§ **Listing**:
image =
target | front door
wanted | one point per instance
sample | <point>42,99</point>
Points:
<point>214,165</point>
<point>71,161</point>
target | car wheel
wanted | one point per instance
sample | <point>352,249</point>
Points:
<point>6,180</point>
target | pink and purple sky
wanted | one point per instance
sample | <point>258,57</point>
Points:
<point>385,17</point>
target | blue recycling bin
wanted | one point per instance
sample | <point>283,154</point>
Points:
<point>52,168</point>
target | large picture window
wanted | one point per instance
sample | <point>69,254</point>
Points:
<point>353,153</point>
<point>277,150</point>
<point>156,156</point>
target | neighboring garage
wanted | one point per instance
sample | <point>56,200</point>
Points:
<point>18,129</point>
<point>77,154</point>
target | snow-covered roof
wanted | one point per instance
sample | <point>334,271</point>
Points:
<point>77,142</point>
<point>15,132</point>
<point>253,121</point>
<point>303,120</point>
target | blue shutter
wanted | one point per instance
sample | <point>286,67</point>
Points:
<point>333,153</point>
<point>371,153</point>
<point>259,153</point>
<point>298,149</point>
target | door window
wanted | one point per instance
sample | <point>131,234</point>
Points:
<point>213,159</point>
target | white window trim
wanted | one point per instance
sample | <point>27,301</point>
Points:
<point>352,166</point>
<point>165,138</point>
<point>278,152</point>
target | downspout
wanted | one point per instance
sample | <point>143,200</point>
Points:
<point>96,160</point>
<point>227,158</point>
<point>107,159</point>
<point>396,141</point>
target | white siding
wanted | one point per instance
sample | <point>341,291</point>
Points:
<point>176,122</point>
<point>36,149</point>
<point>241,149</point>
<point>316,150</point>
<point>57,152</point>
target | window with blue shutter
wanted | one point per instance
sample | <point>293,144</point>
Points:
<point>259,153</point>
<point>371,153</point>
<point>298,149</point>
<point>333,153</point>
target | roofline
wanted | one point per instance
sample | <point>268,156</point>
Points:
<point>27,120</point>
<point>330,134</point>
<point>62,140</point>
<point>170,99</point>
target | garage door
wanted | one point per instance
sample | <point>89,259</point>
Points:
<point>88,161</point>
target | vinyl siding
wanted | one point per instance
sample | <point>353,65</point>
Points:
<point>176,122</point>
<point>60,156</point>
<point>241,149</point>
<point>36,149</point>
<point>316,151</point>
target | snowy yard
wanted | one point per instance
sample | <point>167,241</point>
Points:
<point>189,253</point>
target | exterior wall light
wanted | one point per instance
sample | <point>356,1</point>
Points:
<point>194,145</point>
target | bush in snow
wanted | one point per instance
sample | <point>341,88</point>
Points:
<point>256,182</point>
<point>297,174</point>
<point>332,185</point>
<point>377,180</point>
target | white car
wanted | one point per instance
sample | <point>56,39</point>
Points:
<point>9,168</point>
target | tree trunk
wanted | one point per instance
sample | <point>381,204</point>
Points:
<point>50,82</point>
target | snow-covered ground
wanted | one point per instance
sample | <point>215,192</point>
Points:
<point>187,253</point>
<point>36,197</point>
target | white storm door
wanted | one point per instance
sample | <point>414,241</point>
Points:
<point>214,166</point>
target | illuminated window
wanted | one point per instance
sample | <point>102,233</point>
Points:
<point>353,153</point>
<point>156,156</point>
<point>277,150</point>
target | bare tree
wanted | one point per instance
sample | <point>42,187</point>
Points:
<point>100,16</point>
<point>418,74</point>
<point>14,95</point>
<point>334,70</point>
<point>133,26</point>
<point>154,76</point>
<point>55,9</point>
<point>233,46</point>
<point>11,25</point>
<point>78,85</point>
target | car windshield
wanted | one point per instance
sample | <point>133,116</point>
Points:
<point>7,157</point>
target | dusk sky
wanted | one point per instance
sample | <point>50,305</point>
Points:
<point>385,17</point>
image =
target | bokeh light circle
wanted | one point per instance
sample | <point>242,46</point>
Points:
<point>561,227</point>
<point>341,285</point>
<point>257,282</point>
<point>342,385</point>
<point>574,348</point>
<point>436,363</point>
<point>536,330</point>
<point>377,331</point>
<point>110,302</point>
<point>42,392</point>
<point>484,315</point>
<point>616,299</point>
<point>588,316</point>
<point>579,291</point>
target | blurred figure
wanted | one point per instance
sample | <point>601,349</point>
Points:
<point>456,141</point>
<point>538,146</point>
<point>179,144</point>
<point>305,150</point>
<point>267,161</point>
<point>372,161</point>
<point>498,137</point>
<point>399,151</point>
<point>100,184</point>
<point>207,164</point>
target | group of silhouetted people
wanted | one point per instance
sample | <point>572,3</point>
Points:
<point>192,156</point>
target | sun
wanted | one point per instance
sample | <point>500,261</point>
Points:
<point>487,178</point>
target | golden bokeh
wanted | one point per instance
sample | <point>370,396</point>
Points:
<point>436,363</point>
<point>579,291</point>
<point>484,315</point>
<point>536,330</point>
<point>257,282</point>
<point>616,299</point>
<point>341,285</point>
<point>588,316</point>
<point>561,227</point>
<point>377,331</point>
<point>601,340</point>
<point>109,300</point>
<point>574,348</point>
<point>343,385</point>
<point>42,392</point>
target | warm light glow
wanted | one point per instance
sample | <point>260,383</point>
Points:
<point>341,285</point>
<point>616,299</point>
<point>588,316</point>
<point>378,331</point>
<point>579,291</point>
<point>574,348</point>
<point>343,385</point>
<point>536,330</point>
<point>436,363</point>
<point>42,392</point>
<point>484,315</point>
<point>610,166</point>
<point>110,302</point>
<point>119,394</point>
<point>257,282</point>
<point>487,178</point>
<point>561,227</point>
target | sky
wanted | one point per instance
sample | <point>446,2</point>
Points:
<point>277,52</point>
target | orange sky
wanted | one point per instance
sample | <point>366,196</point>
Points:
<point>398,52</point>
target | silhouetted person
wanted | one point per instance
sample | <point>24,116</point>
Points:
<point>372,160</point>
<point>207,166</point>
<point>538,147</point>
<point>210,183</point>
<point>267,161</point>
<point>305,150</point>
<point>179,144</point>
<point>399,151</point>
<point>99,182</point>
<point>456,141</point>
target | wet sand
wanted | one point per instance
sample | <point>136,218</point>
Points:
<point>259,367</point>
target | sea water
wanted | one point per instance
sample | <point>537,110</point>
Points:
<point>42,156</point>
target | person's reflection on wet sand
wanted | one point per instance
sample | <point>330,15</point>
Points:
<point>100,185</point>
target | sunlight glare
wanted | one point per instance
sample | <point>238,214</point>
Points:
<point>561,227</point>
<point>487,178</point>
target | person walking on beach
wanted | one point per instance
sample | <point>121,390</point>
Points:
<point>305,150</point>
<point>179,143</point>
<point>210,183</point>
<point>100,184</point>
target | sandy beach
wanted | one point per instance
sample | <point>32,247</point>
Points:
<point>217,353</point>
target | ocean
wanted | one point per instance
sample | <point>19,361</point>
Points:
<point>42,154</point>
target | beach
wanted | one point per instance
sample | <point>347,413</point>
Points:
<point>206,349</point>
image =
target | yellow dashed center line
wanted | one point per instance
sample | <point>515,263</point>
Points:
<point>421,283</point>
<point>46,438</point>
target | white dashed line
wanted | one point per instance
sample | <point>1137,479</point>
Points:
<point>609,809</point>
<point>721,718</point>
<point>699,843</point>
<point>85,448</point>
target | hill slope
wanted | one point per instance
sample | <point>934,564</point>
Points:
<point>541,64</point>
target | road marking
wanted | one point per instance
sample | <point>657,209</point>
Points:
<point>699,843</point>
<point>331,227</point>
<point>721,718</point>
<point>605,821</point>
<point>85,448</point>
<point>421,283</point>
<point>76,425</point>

§ **Aim**:
Return all of the entries word for word.

§ **Answer to the problem**:
image =
target | front door
wanted | one point per instance
sample | <point>42,99</point>
Points:
<point>214,165</point>
<point>71,161</point>
target | car wheel
wanted | one point per instance
sample | <point>352,249</point>
Points:
<point>6,180</point>
target | pink and purple sky
wanted | one point per instance
sample | <point>258,57</point>
Points:
<point>385,17</point>
target | blue recycling bin
wanted | one point per instance
sample | <point>283,154</point>
Points:
<point>52,168</point>
target | large picture window
wanted | one point per instance
sample | <point>69,254</point>
Points:
<point>353,153</point>
<point>277,150</point>
<point>156,156</point>
target | neighboring garage
wanted | one point per instance
sample | <point>56,200</point>
Points:
<point>18,129</point>
<point>77,154</point>
target | snow-covered roof
wanted | one point per instance
sample | <point>334,271</point>
Points:
<point>77,142</point>
<point>15,132</point>
<point>253,121</point>
<point>303,120</point>
target | blue shutter
wanted | one point per instance
sample | <point>286,67</point>
Points:
<point>333,153</point>
<point>371,153</point>
<point>259,153</point>
<point>298,149</point>
target | door window
wanted | one point per instance
sample | <point>131,234</point>
Points:
<point>213,159</point>
target | white window trim
wanted | one point per instance
sample | <point>27,301</point>
Points:
<point>352,166</point>
<point>165,138</point>
<point>278,152</point>
target | downspout
wanted | one point per instance
sample | <point>143,200</point>
Points:
<point>96,160</point>
<point>227,158</point>
<point>107,159</point>
<point>396,141</point>
target | white siding
wanted | one point per instance
sample | <point>341,291</point>
Points:
<point>176,122</point>
<point>36,149</point>
<point>241,149</point>
<point>316,150</point>
<point>57,152</point>
target | window with blue shutter
wanted | one point per instance
sample | <point>293,144</point>
Points:
<point>259,153</point>
<point>371,153</point>
<point>298,149</point>
<point>333,153</point>
target | roofline
wanted | one point per instance
sample | <point>268,156</point>
Points:
<point>27,120</point>
<point>330,134</point>
<point>62,140</point>
<point>170,99</point>
target | garage door
wanted | one point per instance
sample | <point>89,259</point>
Points:
<point>88,161</point>
target | vinyl siding
wanted | one point per instance
sample | <point>353,65</point>
Points:
<point>176,122</point>
<point>60,156</point>
<point>241,149</point>
<point>36,149</point>
<point>316,151</point>
target | snowy yard
wanted | one point per instance
sample | <point>167,241</point>
Points:
<point>189,253</point>
target | exterior wall light
wanted | one point per instance
sample | <point>356,1</point>
Points:
<point>194,145</point>
target | bush in snow
wanted | one point per instance
sample | <point>341,88</point>
Points:
<point>256,182</point>
<point>297,174</point>
<point>332,185</point>
<point>377,180</point>
target | white car
wanted | one point per instance
sample | <point>56,39</point>
Points:
<point>9,168</point>
target | tree trunk
wanted | one point per instance
sample | <point>381,204</point>
Points:
<point>50,82</point>
target | snow-covered ground
wanted | one point per instance
sample | <point>215,192</point>
Points:
<point>187,253</point>
<point>36,197</point>
target | white storm door
wanted | one point per instance
sample | <point>414,241</point>
Points:
<point>214,166</point>
target | illuminated window
wanted | one point per instance
sample | <point>102,233</point>
Points:
<point>353,153</point>
<point>156,156</point>
<point>277,150</point>
target | bare tree
wanted | one point per instance
sample | <point>42,187</point>
Points:
<point>100,16</point>
<point>418,74</point>
<point>14,95</point>
<point>334,70</point>
<point>133,26</point>
<point>154,76</point>
<point>55,9</point>
<point>233,46</point>
<point>11,25</point>
<point>78,85</point>
target | car windshield
wanted | one point per instance
sample | <point>133,116</point>
Points:
<point>7,157</point>
target | dusk sky
wanted | one point per instance
sample | <point>50,305</point>
Points:
<point>385,17</point>
image =
target | bokeh light circle
wanted | one point per instance
sample | <point>242,46</point>
Points:
<point>561,227</point>
<point>341,285</point>
<point>257,282</point>
<point>342,385</point>
<point>574,348</point>
<point>436,363</point>
<point>536,330</point>
<point>377,331</point>
<point>110,302</point>
<point>42,392</point>
<point>484,315</point>
<point>616,299</point>
<point>588,316</point>
<point>579,291</point>
target | blurred figure
wanted | one point per instance
sample | <point>601,349</point>
Points:
<point>456,141</point>
<point>538,146</point>
<point>179,144</point>
<point>305,150</point>
<point>267,161</point>
<point>372,161</point>
<point>498,137</point>
<point>399,151</point>
<point>100,184</point>
<point>207,164</point>
target | group of silhouetted people
wanted | one point per instance
sample | <point>572,3</point>
Points:
<point>192,156</point>
target | sun
wanted | one point per instance
sample | <point>500,261</point>
Points:
<point>487,178</point>
target | golden bokeh
wanted | one point per instance
sample | <point>370,396</point>
Points:
<point>436,363</point>
<point>579,291</point>
<point>484,315</point>
<point>536,330</point>
<point>257,282</point>
<point>616,299</point>
<point>341,285</point>
<point>588,316</point>
<point>561,227</point>
<point>377,331</point>
<point>601,340</point>
<point>109,300</point>
<point>574,348</point>
<point>343,385</point>
<point>42,392</point>
target | warm light glow
wanted | one point per instance
sample | <point>260,383</point>
Points:
<point>341,285</point>
<point>616,299</point>
<point>588,316</point>
<point>378,331</point>
<point>579,291</point>
<point>574,348</point>
<point>343,385</point>
<point>536,330</point>
<point>436,363</point>
<point>42,392</point>
<point>484,315</point>
<point>610,166</point>
<point>110,302</point>
<point>119,394</point>
<point>257,282</point>
<point>487,178</point>
<point>561,227</point>
target | sky
wanted | one point per instance
sample | <point>446,2</point>
Points:
<point>277,52</point>
target | orange sky
wanted | one point per instance
sample | <point>366,196</point>
Points:
<point>398,52</point>
target | silhouetted person
wanted | one point per instance
sample | <point>24,116</point>
Points:
<point>372,160</point>
<point>207,166</point>
<point>538,147</point>
<point>210,183</point>
<point>267,161</point>
<point>305,150</point>
<point>179,144</point>
<point>399,151</point>
<point>99,182</point>
<point>456,141</point>
target | wet sand
wanted | one point per instance
sample | <point>136,218</point>
Points:
<point>259,367</point>
target | sea water
wanted | one point per instance
sample | <point>537,110</point>
Points:
<point>42,156</point>
target | person's reflection on wet sand
wanted | one point per instance
sample | <point>330,15</point>
Points:
<point>100,185</point>
target | sunlight glare
wanted | one point per instance
sample | <point>238,214</point>
Points:
<point>561,227</point>
<point>487,178</point>
target | person walking on beach
wanted | one point per instance
sample | <point>121,390</point>
Points:
<point>305,150</point>
<point>179,143</point>
<point>210,183</point>
<point>100,184</point>
target | sandy beach
wanted | one point per instance
sample | <point>32,247</point>
Points:
<point>217,353</point>
target | ocean
wanted | one point per instance
sample | <point>19,361</point>
Points:
<point>42,154</point>
target | beach
wanted | one point per instance
sample | <point>347,413</point>
Points:
<point>206,349</point>
image =
target | yellow dashed center line
wanted | one point per instance
sample | <point>515,263</point>
Points:
<point>421,283</point>
<point>46,438</point>
target | white dashed line
wanted | one point per instance
sample | <point>1137,479</point>
Points:
<point>609,809</point>
<point>721,718</point>
<point>699,843</point>
<point>85,448</point>
target | hill slope
wanted | one point per instance
sample | <point>934,564</point>
Points:
<point>541,64</point>
target | road marking
wanted | one point per instance
sample | <point>657,209</point>
Points:
<point>699,843</point>
<point>331,227</point>
<point>721,718</point>
<point>605,821</point>
<point>85,448</point>
<point>421,283</point>
<point>76,425</point>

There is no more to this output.